CONSIGNES ->
- a) Recopiez fidèlement le texte sur le bilan carbone d'une application, depuis « Pour vous faire » jusqu'à « agricole, déplacements, etc.). ».
- b) Repérez dans les enregistrements toutes les lignes qui contiennent le mot « headphone », puis recopiez-les.

TEXTE SOURCE ->
·····

Faire le bilan carbone d'une application
Ces dernières années, les discussions sur l’impact écologique du numérique continuent d’affluer. Tout est dit et son contraire. Peut-on être écolo et avoir un smartphone ? Doit on vider sa boite mail ? Doit on arrêter de regarder du streaming vidéo ? Faut-il continuer de miner du bitcoin ?
Pour vous faire une bonne idée, je vous suggère de vous référer au site greenIt.
Je vais donc donner mon avis sur la question du bilan carbone d’une application logicielle.
Pourquoi se soucier de l’impact écologique de nos applications ?
En deux mots, aujourd’hui l’empreinte du numérique est mineure, et représente entre 5 et 10% de l’empreinte carbone des Français et Françaises. Néanmoins la part du numérique augmente continuellement depuis 20 ans dans le bilan carbone. Il s’agirait donc de surveiller à minima que l’empreinte carbone du numérique ne croisse pas plus vite que ne décroissent les autres secteurs de nos vies (habitat, production agricole, déplacements, etc.).

·····

Extraits de données de cadres de délimitation:
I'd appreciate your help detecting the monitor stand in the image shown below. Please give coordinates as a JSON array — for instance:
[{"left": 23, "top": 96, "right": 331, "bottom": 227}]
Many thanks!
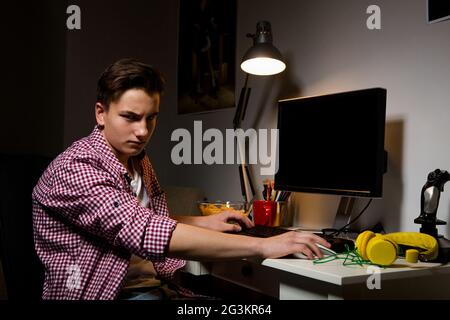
[{"left": 333, "top": 197, "right": 356, "bottom": 229}]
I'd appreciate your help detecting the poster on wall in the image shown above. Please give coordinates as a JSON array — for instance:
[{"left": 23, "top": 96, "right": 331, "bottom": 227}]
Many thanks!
[
  {"left": 427, "top": 0, "right": 450, "bottom": 23},
  {"left": 177, "top": 0, "right": 236, "bottom": 114}
]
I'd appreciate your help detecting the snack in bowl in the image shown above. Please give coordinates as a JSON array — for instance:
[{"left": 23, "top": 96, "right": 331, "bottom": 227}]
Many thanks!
[{"left": 198, "top": 201, "right": 248, "bottom": 216}]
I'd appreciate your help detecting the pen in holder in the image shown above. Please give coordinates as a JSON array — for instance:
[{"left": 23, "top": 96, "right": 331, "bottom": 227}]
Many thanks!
[{"left": 253, "top": 200, "right": 292, "bottom": 227}]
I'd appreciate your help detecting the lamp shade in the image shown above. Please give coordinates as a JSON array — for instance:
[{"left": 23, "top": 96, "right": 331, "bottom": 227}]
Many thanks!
[{"left": 241, "top": 21, "right": 286, "bottom": 76}]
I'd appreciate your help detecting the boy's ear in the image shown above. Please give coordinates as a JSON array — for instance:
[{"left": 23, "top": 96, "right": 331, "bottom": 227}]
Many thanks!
[{"left": 95, "top": 102, "right": 106, "bottom": 126}]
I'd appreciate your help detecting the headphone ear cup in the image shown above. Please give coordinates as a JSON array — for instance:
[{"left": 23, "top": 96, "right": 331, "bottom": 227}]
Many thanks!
[
  {"left": 355, "top": 230, "right": 375, "bottom": 260},
  {"left": 366, "top": 236, "right": 397, "bottom": 266}
]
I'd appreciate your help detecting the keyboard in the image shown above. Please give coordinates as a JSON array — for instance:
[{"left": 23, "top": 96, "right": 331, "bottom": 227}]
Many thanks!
[
  {"left": 237, "top": 225, "right": 290, "bottom": 238},
  {"left": 232, "top": 225, "right": 355, "bottom": 253}
]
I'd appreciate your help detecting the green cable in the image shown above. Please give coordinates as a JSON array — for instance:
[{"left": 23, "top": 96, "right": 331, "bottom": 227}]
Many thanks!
[{"left": 313, "top": 244, "right": 383, "bottom": 267}]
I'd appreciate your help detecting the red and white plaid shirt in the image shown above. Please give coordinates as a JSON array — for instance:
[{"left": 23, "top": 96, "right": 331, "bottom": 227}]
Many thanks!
[{"left": 33, "top": 127, "right": 185, "bottom": 299}]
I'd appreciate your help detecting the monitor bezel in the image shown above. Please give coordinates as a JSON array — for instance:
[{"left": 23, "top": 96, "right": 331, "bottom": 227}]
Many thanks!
[{"left": 274, "top": 87, "right": 387, "bottom": 198}]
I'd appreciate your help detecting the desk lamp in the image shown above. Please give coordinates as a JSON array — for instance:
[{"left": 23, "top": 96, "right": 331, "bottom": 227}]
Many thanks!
[{"left": 233, "top": 21, "right": 286, "bottom": 204}]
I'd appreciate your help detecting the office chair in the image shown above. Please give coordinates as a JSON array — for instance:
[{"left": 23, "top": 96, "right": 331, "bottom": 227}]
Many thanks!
[{"left": 0, "top": 154, "right": 51, "bottom": 300}]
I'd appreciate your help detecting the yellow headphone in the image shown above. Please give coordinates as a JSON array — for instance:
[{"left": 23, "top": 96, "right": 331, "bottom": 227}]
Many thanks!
[{"left": 356, "top": 231, "right": 438, "bottom": 266}]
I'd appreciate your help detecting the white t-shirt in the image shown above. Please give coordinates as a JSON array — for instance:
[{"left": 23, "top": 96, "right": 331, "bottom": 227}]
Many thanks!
[{"left": 123, "top": 161, "right": 161, "bottom": 289}]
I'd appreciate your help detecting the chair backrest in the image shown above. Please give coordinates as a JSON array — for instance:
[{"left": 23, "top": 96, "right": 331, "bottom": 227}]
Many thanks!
[{"left": 0, "top": 154, "right": 51, "bottom": 300}]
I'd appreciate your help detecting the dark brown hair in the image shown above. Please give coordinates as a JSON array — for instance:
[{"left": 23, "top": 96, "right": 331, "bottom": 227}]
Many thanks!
[{"left": 97, "top": 58, "right": 165, "bottom": 110}]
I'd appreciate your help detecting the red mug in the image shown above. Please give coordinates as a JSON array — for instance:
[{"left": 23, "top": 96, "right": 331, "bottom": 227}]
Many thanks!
[{"left": 253, "top": 200, "right": 277, "bottom": 227}]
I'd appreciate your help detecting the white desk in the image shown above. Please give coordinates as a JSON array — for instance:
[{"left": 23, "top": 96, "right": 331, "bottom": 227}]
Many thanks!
[{"left": 183, "top": 259, "right": 450, "bottom": 300}]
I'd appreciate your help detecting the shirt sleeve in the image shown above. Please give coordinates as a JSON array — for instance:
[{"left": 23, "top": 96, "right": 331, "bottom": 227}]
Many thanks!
[{"left": 38, "top": 155, "right": 176, "bottom": 262}]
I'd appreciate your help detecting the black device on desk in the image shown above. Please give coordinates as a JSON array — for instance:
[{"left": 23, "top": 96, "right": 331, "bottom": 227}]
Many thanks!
[
  {"left": 275, "top": 88, "right": 387, "bottom": 228},
  {"left": 238, "top": 225, "right": 355, "bottom": 253},
  {"left": 414, "top": 169, "right": 450, "bottom": 263}
]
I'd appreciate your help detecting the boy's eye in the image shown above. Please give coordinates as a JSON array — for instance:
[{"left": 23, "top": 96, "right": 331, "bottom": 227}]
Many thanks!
[{"left": 122, "top": 114, "right": 137, "bottom": 120}]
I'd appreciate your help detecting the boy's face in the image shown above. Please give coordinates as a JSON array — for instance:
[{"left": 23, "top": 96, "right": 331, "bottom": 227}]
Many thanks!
[{"left": 95, "top": 89, "right": 160, "bottom": 166}]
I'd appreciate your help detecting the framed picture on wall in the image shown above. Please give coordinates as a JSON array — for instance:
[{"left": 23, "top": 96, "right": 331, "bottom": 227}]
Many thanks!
[
  {"left": 178, "top": 0, "right": 236, "bottom": 114},
  {"left": 427, "top": 0, "right": 450, "bottom": 23}
]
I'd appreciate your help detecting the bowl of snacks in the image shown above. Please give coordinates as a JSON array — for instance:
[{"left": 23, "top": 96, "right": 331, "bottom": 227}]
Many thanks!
[{"left": 198, "top": 201, "right": 248, "bottom": 216}]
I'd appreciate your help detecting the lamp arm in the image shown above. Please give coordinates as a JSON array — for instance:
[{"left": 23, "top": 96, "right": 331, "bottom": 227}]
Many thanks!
[
  {"left": 233, "top": 73, "right": 255, "bottom": 203},
  {"left": 233, "top": 73, "right": 250, "bottom": 130}
]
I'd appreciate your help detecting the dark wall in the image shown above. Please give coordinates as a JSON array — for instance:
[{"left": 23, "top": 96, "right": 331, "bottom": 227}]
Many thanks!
[{"left": 0, "top": 0, "right": 67, "bottom": 156}]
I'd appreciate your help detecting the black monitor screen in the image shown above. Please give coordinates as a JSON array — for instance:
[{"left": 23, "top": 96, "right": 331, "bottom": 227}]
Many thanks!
[{"left": 275, "top": 88, "right": 386, "bottom": 198}]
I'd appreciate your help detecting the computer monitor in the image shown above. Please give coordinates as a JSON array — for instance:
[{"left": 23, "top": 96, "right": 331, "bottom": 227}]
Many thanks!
[{"left": 275, "top": 88, "right": 387, "bottom": 198}]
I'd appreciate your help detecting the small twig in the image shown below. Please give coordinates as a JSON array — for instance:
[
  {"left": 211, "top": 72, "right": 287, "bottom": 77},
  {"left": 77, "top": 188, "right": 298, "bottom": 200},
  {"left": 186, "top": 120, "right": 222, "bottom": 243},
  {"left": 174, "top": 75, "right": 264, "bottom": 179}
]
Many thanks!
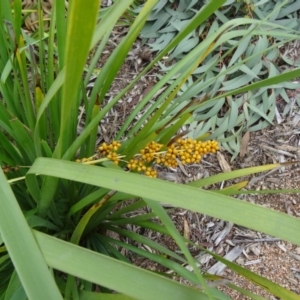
[{"left": 232, "top": 238, "right": 281, "bottom": 244}]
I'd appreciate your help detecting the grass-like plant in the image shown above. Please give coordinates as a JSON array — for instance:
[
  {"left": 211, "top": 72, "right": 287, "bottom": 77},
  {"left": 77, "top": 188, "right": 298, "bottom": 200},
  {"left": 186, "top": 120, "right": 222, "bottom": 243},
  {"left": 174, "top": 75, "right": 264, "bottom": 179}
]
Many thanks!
[{"left": 0, "top": 0, "right": 300, "bottom": 300}]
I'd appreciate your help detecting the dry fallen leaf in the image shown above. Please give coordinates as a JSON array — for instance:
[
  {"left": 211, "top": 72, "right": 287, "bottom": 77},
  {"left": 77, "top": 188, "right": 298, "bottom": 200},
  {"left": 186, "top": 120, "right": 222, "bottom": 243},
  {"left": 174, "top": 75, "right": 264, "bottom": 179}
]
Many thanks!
[
  {"left": 217, "top": 151, "right": 231, "bottom": 172},
  {"left": 240, "top": 131, "right": 250, "bottom": 158}
]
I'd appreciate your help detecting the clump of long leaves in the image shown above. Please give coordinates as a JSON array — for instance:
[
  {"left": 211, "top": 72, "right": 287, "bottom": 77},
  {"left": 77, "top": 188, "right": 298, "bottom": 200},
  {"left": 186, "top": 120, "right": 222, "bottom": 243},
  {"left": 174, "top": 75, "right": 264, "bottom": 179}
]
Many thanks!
[
  {"left": 0, "top": 0, "right": 300, "bottom": 300},
  {"left": 141, "top": 0, "right": 300, "bottom": 159}
]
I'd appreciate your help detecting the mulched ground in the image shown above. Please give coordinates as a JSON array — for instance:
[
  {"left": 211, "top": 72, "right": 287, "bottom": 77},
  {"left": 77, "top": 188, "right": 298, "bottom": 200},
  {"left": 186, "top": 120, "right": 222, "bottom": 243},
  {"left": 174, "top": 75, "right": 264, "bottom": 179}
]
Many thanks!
[{"left": 82, "top": 29, "right": 300, "bottom": 299}]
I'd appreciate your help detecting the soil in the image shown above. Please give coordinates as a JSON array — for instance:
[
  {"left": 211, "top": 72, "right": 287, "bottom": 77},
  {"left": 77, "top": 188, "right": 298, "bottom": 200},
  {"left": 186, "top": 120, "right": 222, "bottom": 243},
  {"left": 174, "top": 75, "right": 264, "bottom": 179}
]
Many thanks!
[{"left": 88, "top": 37, "right": 300, "bottom": 299}]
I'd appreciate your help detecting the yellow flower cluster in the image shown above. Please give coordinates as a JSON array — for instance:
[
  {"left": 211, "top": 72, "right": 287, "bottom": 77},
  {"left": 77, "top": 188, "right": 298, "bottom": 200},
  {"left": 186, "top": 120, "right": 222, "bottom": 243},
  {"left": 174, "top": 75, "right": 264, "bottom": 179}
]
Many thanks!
[
  {"left": 98, "top": 138, "right": 219, "bottom": 177},
  {"left": 155, "top": 138, "right": 219, "bottom": 168}
]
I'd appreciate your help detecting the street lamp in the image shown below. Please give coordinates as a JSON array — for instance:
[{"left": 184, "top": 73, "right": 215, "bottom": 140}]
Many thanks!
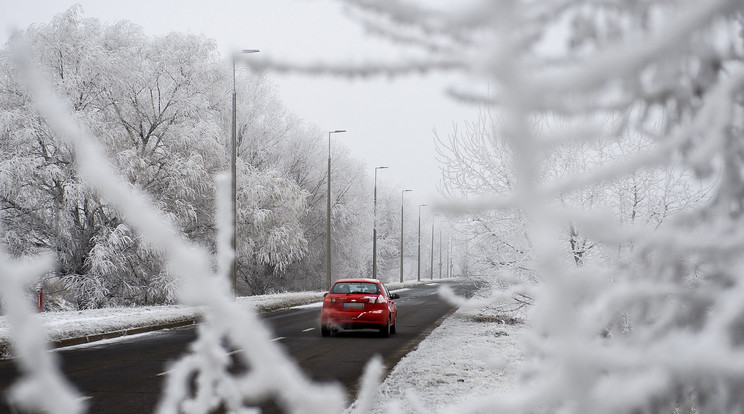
[
  {"left": 429, "top": 214, "right": 439, "bottom": 280},
  {"left": 400, "top": 190, "right": 413, "bottom": 283},
  {"left": 439, "top": 222, "right": 442, "bottom": 279},
  {"left": 372, "top": 167, "right": 387, "bottom": 279},
  {"left": 325, "top": 129, "right": 346, "bottom": 290},
  {"left": 416, "top": 204, "right": 426, "bottom": 282},
  {"left": 230, "top": 49, "right": 258, "bottom": 298}
]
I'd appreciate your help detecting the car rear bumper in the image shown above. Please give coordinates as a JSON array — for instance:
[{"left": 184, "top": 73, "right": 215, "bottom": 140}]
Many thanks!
[{"left": 320, "top": 310, "right": 388, "bottom": 329}]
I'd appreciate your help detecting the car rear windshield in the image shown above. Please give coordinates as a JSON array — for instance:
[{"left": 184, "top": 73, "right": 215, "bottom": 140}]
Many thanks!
[{"left": 331, "top": 282, "right": 380, "bottom": 295}]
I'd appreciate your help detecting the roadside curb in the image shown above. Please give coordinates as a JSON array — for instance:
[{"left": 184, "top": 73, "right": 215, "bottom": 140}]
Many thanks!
[
  {"left": 52, "top": 319, "right": 198, "bottom": 348},
  {"left": 0, "top": 279, "right": 454, "bottom": 360}
]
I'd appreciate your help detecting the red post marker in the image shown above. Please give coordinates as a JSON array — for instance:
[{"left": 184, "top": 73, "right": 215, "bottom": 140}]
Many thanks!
[{"left": 36, "top": 284, "right": 44, "bottom": 313}]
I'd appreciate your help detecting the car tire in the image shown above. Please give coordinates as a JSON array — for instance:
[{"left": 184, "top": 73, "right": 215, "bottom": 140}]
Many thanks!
[{"left": 380, "top": 319, "right": 391, "bottom": 338}]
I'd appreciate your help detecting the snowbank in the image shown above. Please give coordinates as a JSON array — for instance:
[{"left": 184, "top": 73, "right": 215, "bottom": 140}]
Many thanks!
[{"left": 347, "top": 284, "right": 526, "bottom": 413}]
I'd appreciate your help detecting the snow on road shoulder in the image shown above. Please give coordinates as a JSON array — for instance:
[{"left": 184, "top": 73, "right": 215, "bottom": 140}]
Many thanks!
[
  {"left": 0, "top": 292, "right": 323, "bottom": 358},
  {"left": 349, "top": 286, "right": 525, "bottom": 413}
]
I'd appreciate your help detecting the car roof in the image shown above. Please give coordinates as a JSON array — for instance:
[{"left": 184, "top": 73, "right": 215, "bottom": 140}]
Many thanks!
[{"left": 334, "top": 278, "right": 380, "bottom": 284}]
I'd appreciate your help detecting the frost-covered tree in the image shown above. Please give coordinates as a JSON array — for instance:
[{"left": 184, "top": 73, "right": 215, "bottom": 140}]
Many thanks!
[{"left": 0, "top": 6, "right": 314, "bottom": 307}]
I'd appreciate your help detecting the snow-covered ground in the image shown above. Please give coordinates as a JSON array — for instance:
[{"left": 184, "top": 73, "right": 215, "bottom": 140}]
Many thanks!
[
  {"left": 347, "top": 284, "right": 526, "bottom": 413},
  {"left": 0, "top": 282, "right": 525, "bottom": 412}
]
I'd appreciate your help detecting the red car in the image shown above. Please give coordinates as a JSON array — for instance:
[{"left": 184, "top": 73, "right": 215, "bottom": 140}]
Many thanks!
[{"left": 320, "top": 279, "right": 400, "bottom": 337}]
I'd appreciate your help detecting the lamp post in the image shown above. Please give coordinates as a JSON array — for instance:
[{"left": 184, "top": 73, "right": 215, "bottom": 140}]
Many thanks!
[
  {"left": 416, "top": 204, "right": 426, "bottom": 282},
  {"left": 325, "top": 129, "right": 346, "bottom": 290},
  {"left": 230, "top": 49, "right": 258, "bottom": 298},
  {"left": 439, "top": 223, "right": 442, "bottom": 279},
  {"left": 400, "top": 190, "right": 413, "bottom": 283},
  {"left": 429, "top": 214, "right": 439, "bottom": 280},
  {"left": 372, "top": 167, "right": 387, "bottom": 279}
]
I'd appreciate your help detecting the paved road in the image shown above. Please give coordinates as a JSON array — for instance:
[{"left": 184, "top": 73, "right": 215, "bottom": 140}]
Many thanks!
[{"left": 0, "top": 284, "right": 473, "bottom": 413}]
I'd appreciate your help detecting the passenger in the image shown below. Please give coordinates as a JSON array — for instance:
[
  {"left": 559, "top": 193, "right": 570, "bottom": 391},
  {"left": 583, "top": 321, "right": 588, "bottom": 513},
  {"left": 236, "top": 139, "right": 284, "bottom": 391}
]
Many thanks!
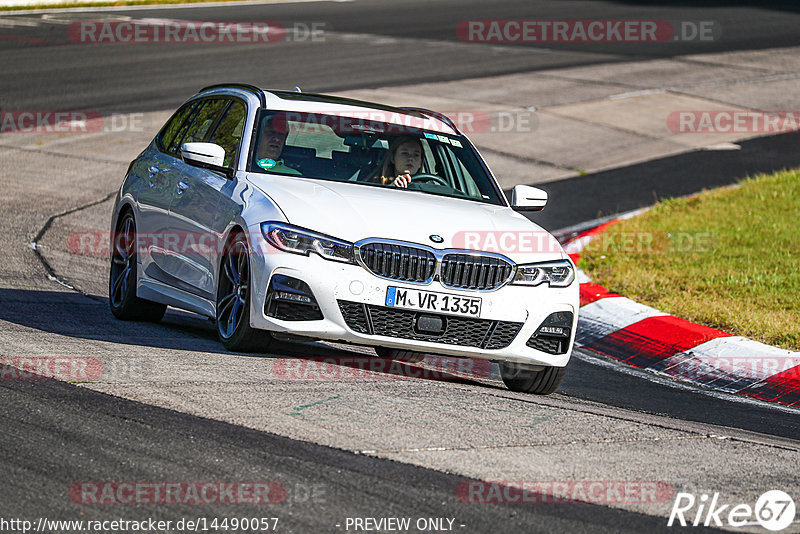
[
  {"left": 370, "top": 135, "right": 425, "bottom": 187},
  {"left": 256, "top": 117, "right": 302, "bottom": 175}
]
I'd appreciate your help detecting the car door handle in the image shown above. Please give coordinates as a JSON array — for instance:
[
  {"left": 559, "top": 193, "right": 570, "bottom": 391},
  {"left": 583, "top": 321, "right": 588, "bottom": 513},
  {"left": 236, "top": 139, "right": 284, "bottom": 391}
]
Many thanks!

·····

RÉPONSES ->
- a)
Pour vous faire une bonne idée, je vous suggère de vous référer au site greenIt.
Je vais donc donner mon avis sur la question du bilan carbone d’une application logicielle.
Pourquoi se soucier de l’impact écologique de nos applications ?
En deux mots, aujourd’hui l’empreinte du numérique est mineure, et représente entre 5 et 10% de l’empreinte carbone des Français et Françaises. Néanmoins la part du numérique augmente continuellement depuis 20 ans dans le bilan carbone. Il s’agirait donc de surveiller à minima que l’empreinte carbone du numérique ne croisse pas plus vite que ne décroissent les autres secteurs de nos vies (habitat, production agricole, déplacements, etc.).

- b)
I'd appreciate your help detecting the headphone ear cup in the image shown above. Please give coordinates as a JSON array — for instance:
I'd appreciate your help detecting the yellow headphone in the image shown above. Please give coordinates as a JSON array — for instance:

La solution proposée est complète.